__What the task asks__. Every line holding the string "mowed" should be copied out of the listing.

__Information__.
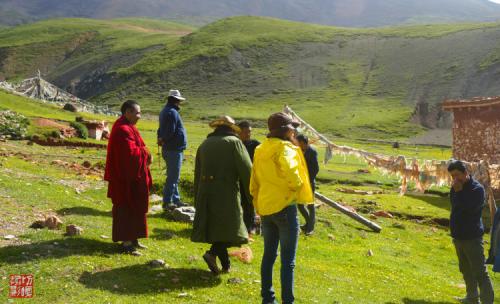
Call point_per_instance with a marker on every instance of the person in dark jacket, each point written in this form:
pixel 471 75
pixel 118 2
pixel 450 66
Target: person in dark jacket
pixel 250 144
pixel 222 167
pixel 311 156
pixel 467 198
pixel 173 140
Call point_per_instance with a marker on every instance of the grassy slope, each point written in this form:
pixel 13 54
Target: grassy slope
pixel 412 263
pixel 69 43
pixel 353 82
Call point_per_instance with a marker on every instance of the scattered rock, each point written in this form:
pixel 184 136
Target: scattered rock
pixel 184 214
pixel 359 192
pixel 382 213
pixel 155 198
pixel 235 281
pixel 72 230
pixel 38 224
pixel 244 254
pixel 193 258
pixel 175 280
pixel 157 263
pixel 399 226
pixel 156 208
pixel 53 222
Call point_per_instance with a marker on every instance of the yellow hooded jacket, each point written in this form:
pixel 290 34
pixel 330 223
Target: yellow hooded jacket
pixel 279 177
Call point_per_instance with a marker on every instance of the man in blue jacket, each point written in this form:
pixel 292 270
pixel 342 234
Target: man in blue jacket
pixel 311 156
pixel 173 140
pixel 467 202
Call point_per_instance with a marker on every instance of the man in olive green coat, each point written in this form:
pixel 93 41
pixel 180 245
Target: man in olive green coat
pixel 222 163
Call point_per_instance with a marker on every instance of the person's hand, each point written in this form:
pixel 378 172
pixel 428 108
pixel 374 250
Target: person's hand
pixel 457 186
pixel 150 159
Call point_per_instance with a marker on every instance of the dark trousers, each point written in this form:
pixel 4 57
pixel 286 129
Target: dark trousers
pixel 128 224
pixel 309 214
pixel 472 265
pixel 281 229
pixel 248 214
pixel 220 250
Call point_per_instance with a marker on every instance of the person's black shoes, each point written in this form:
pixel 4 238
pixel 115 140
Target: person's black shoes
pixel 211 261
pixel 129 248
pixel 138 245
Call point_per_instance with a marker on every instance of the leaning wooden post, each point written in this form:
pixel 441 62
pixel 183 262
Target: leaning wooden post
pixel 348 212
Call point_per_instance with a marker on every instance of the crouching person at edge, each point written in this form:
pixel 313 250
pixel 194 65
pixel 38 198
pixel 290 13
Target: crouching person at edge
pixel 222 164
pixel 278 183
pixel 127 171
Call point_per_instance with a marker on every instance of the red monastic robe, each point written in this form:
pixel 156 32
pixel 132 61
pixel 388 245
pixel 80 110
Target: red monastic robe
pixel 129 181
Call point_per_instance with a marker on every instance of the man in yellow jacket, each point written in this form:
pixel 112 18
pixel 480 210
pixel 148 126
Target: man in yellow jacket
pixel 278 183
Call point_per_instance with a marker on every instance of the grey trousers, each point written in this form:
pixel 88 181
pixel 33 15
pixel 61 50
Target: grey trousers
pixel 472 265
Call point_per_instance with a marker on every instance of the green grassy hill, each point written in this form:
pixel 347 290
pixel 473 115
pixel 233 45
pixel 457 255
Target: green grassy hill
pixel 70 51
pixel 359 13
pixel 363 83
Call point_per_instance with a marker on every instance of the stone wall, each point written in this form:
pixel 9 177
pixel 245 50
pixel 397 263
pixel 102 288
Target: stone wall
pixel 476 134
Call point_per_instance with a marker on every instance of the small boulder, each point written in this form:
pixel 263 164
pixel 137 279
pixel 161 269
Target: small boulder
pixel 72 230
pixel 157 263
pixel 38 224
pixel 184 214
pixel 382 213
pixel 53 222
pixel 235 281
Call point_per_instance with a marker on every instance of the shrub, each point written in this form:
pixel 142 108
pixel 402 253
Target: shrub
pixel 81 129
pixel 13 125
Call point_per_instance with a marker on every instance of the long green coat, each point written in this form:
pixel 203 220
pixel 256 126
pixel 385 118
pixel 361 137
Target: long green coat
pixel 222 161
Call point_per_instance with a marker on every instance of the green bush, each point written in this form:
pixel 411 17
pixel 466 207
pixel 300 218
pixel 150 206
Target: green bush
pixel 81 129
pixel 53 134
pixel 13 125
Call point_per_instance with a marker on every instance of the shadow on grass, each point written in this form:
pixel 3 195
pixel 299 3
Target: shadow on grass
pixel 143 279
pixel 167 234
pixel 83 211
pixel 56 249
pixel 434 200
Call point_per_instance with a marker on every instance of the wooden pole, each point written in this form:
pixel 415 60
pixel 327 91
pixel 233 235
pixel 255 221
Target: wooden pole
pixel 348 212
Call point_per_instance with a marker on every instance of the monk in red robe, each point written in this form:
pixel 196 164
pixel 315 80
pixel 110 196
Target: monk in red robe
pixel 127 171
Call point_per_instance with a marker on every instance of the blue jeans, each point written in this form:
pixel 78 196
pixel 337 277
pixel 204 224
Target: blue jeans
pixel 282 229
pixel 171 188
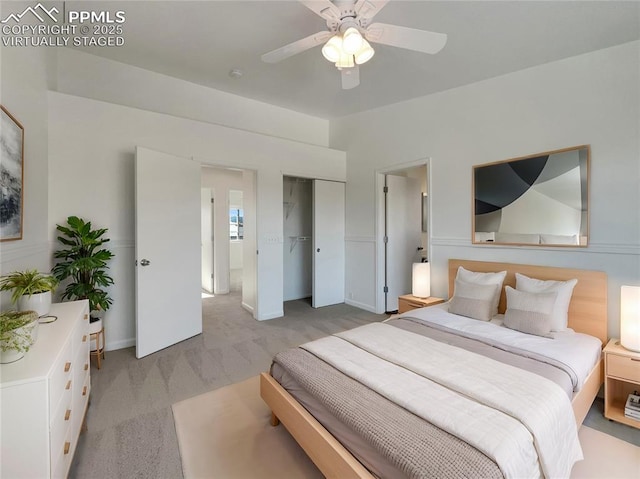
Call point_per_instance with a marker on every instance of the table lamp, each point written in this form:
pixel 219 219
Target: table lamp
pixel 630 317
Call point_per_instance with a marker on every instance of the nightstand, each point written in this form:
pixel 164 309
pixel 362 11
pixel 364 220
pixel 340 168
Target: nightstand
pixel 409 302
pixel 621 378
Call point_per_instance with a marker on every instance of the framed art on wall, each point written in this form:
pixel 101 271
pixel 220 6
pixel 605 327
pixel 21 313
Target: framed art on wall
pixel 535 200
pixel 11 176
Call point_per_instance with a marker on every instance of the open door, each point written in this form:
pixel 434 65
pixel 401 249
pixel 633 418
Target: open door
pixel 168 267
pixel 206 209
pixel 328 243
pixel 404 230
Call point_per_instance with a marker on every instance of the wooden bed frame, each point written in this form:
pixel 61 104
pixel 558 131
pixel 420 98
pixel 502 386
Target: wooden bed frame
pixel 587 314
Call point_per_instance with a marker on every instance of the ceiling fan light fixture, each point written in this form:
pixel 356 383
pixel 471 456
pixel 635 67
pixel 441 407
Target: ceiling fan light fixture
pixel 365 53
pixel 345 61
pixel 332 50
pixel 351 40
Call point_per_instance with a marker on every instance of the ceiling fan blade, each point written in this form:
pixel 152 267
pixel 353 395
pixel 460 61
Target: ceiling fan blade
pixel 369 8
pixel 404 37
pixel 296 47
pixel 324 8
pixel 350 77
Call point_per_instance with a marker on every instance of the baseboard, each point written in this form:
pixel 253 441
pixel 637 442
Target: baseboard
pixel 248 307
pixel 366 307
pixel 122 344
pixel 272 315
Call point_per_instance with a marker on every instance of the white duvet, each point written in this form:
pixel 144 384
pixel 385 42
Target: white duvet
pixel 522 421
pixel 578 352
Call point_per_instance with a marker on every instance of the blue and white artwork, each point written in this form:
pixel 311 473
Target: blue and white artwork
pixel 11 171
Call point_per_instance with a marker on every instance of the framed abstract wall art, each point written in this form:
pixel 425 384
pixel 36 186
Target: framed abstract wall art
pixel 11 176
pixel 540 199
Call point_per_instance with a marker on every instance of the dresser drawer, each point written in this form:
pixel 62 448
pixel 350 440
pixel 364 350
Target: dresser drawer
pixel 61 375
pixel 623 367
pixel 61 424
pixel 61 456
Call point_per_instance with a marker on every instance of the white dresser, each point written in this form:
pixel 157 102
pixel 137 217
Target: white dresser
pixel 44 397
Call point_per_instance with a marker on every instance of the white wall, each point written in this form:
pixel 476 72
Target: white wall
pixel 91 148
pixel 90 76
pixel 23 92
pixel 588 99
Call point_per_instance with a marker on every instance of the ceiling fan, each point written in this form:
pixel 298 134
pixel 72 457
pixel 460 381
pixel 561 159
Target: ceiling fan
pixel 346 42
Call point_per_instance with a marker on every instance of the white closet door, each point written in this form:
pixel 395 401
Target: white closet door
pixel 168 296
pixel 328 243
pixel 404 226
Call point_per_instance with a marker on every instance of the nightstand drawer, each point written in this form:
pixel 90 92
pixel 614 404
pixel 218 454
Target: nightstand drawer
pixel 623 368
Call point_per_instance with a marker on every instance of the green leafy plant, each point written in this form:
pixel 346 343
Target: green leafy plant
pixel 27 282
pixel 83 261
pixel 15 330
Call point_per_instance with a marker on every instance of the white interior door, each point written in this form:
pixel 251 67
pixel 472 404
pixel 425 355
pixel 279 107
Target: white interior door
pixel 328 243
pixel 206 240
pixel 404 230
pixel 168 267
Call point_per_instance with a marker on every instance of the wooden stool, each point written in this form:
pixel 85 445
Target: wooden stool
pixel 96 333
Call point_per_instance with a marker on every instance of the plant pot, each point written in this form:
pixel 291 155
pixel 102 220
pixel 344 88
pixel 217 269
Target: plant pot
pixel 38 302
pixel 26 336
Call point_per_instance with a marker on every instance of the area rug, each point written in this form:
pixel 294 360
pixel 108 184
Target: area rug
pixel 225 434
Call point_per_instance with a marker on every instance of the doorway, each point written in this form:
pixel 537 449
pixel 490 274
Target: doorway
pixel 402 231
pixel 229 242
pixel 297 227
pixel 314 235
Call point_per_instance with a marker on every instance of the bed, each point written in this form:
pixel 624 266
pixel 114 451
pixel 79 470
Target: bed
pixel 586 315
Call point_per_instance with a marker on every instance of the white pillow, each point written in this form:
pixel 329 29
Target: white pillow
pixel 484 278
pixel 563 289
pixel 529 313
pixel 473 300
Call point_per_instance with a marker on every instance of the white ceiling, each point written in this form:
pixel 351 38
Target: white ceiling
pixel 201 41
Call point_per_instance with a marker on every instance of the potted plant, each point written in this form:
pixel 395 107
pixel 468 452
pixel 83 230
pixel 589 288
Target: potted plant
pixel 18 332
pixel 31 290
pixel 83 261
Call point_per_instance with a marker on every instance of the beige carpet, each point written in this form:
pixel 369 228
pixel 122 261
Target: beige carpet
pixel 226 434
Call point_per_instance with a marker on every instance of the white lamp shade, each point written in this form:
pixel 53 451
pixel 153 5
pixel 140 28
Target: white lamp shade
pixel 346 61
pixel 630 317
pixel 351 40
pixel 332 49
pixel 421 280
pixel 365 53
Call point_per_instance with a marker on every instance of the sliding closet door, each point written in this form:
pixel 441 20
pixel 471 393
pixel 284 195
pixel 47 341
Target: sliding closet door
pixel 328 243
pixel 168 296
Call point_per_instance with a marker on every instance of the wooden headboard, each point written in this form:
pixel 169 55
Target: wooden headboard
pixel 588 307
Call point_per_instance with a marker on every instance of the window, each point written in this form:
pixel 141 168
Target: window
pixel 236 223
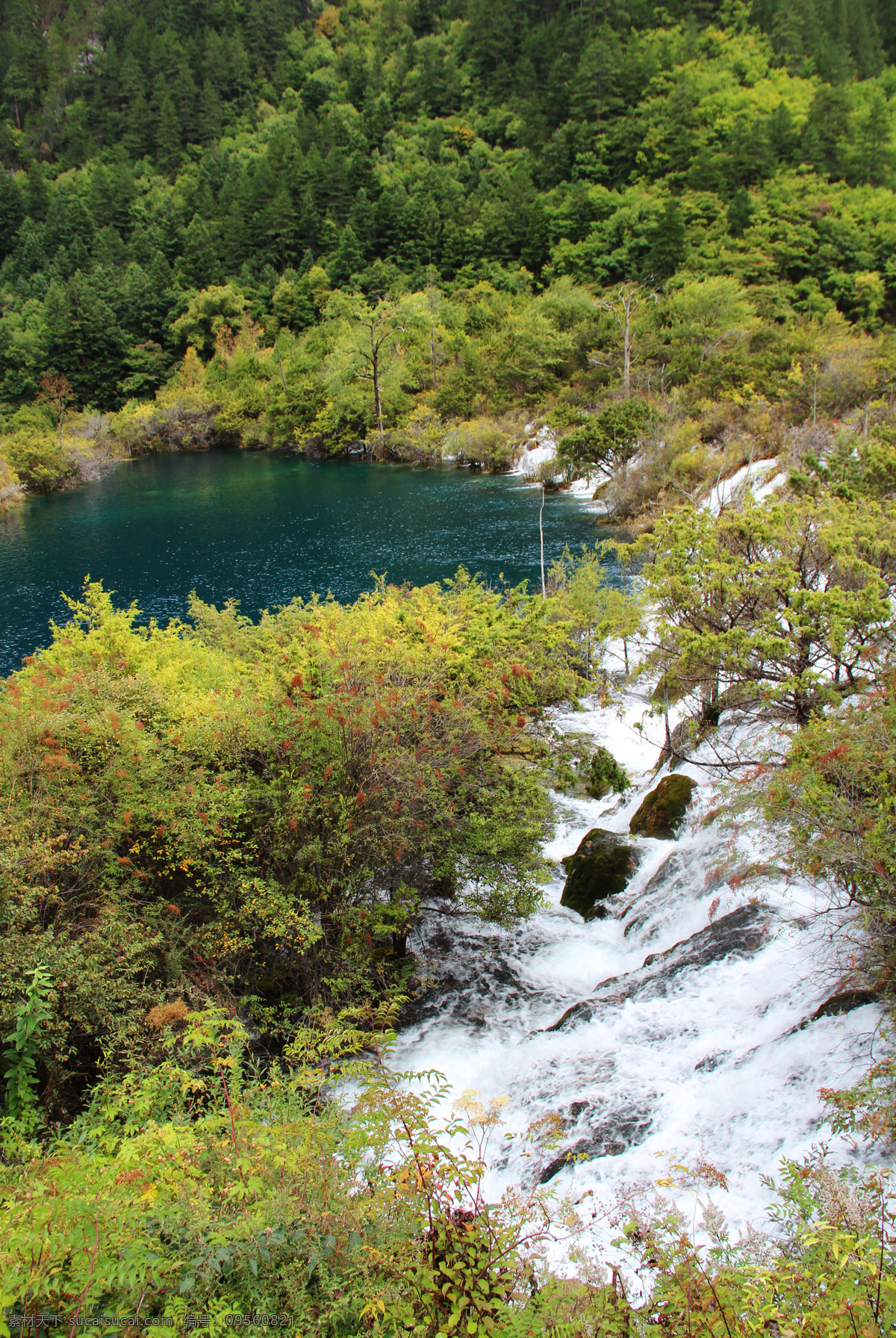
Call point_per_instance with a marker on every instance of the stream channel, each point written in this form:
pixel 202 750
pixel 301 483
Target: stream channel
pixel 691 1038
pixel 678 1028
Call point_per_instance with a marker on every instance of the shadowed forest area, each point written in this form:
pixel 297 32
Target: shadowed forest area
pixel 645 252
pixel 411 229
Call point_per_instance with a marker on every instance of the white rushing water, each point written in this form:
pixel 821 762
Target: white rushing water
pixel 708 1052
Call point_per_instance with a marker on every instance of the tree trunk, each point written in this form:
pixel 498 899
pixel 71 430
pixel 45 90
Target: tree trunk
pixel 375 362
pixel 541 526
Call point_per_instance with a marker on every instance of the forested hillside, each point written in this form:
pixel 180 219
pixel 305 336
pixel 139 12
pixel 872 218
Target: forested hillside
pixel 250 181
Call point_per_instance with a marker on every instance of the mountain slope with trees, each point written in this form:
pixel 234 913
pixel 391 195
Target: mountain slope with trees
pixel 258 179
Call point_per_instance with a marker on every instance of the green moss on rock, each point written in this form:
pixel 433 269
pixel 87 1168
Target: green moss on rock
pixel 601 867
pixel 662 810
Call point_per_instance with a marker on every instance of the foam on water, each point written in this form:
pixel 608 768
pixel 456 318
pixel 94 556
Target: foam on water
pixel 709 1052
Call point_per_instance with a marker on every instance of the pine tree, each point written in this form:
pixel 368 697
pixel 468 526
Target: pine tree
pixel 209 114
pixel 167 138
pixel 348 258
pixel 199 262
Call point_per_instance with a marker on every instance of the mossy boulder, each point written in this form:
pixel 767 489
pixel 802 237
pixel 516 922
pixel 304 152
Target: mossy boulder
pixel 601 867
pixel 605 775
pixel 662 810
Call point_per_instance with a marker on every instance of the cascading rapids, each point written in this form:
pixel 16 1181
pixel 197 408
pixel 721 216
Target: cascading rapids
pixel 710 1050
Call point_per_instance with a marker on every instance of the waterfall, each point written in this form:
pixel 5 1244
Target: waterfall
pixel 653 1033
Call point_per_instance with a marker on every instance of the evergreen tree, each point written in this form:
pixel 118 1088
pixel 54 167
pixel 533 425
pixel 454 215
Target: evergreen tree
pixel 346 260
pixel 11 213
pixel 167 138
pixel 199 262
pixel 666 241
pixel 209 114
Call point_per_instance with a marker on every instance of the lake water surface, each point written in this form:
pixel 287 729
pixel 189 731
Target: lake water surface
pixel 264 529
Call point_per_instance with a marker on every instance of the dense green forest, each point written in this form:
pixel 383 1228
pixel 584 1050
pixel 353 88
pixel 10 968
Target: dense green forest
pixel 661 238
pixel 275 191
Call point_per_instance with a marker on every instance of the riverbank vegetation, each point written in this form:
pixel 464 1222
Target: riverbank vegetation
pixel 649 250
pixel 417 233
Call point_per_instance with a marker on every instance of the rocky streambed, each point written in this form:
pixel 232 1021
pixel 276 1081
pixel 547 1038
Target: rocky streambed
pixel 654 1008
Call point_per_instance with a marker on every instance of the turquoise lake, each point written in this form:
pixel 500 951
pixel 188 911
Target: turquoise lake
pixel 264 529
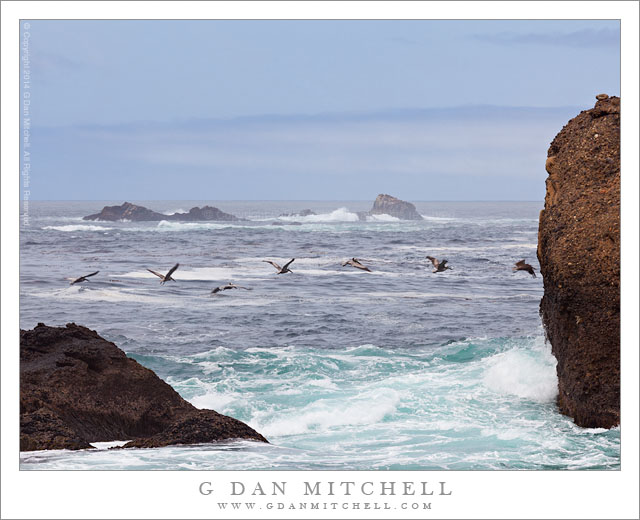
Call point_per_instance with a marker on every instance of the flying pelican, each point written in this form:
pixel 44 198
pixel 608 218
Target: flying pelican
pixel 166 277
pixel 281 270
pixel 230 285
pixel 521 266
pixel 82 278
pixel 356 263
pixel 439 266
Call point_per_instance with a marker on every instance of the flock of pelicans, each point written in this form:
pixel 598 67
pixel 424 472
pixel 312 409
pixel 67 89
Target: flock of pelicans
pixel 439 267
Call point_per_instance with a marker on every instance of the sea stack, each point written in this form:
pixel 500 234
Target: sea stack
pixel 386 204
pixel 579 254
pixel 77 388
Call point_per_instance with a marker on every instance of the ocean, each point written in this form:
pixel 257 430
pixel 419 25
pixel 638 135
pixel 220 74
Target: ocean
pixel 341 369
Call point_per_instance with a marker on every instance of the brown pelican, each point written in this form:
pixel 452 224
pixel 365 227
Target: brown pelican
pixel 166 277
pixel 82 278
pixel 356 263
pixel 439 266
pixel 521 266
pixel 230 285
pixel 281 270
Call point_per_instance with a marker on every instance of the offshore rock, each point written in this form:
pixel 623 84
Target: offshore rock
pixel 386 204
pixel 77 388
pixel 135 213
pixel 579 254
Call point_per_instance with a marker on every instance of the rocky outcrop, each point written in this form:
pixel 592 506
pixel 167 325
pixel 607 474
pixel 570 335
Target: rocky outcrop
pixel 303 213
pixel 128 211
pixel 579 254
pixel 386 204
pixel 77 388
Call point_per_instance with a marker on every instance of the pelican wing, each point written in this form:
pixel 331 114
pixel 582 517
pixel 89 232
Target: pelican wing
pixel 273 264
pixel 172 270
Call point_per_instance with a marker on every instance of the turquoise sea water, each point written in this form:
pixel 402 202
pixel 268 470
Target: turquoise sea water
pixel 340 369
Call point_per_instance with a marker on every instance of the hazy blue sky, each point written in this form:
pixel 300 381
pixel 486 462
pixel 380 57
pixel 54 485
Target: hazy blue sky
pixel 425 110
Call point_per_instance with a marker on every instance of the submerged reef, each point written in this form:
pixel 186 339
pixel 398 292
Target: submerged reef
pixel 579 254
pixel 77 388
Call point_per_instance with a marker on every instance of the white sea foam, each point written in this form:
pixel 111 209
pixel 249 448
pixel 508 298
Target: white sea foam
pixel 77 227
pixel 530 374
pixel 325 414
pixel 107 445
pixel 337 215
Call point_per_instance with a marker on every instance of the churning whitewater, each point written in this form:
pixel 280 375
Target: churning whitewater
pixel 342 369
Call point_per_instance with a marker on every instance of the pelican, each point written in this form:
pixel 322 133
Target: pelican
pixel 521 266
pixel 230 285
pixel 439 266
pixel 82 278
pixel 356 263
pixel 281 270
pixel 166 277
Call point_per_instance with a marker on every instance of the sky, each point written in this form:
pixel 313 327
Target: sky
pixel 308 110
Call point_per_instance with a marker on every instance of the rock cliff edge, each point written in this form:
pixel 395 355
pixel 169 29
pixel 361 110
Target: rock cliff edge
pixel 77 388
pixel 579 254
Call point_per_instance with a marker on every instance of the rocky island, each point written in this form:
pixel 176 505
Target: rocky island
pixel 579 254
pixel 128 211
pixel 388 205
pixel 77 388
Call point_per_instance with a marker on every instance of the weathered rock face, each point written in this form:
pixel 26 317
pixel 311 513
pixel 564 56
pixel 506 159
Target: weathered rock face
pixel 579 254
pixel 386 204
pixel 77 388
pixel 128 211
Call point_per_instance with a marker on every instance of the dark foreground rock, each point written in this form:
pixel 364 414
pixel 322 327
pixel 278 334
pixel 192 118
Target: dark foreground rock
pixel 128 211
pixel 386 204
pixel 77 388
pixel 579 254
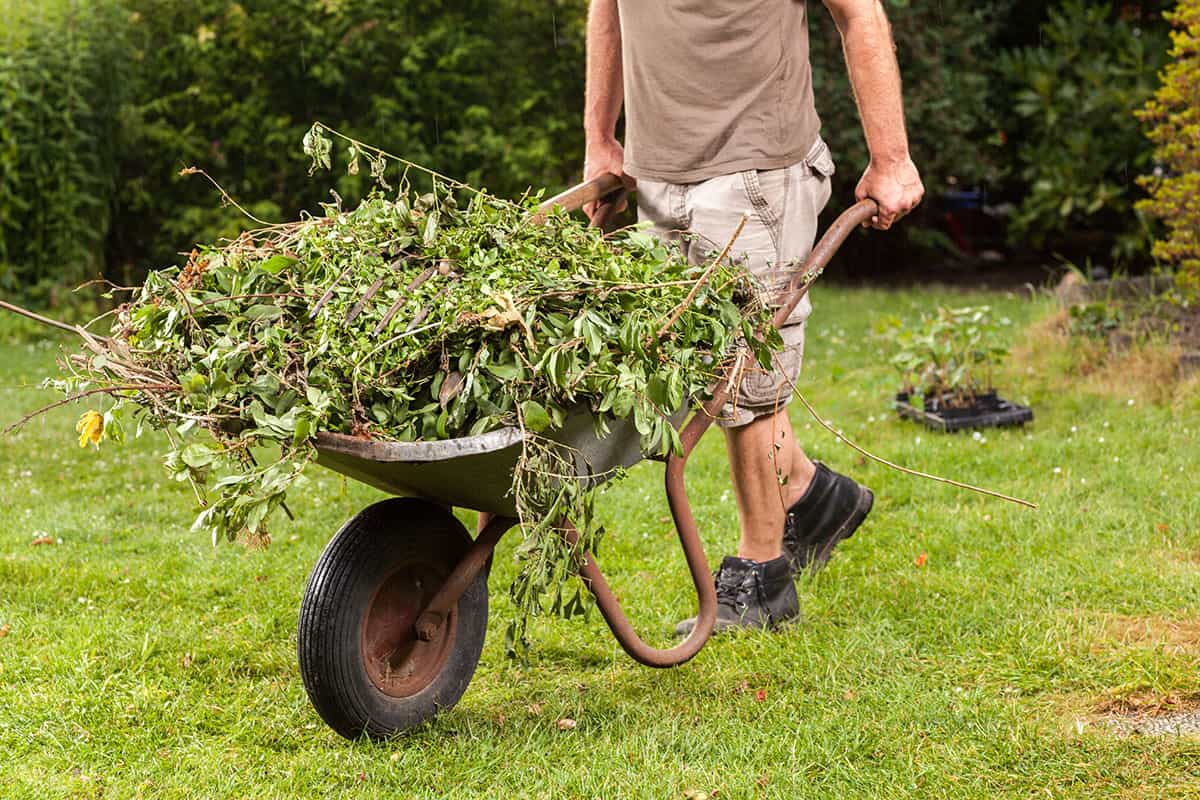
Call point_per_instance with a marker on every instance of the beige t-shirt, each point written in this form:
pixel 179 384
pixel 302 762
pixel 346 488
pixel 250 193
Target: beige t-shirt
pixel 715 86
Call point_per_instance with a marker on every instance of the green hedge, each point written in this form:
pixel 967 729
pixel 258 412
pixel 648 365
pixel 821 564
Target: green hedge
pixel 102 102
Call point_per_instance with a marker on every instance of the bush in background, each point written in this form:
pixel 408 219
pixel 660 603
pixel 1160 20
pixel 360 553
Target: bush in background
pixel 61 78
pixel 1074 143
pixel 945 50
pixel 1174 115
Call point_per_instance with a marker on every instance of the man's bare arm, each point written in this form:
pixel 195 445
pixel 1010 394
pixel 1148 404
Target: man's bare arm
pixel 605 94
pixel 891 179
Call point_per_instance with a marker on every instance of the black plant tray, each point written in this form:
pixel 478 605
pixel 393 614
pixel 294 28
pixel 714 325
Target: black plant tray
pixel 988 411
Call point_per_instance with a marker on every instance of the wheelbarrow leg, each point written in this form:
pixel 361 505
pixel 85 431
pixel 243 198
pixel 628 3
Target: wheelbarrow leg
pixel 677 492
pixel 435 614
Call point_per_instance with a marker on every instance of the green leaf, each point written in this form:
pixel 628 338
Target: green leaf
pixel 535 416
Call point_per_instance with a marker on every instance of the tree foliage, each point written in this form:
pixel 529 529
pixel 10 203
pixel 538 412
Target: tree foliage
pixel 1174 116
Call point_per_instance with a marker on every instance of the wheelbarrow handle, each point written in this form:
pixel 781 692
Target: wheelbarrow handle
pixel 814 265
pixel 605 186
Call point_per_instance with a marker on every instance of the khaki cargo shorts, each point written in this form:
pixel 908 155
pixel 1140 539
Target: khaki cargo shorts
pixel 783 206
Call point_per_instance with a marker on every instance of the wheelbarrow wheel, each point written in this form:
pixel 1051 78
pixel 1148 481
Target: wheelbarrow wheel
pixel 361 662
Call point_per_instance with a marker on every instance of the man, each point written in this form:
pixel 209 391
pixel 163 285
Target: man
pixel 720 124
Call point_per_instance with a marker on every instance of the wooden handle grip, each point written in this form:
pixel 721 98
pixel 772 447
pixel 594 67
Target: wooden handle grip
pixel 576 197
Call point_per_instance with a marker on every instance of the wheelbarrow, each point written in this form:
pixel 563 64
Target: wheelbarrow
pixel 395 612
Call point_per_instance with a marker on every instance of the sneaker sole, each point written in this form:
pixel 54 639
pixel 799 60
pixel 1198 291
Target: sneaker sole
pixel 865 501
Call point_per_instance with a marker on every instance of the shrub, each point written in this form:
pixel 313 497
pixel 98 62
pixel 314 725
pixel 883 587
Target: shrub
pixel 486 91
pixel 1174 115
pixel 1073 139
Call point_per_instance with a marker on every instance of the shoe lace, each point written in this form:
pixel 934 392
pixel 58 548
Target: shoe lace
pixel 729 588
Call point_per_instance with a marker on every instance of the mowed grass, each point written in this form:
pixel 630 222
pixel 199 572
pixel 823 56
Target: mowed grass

__Solution to this exercise__.
Call point_per_instance with a marker on every instance of the mowed grass, each point written in this form:
Target: mowed grass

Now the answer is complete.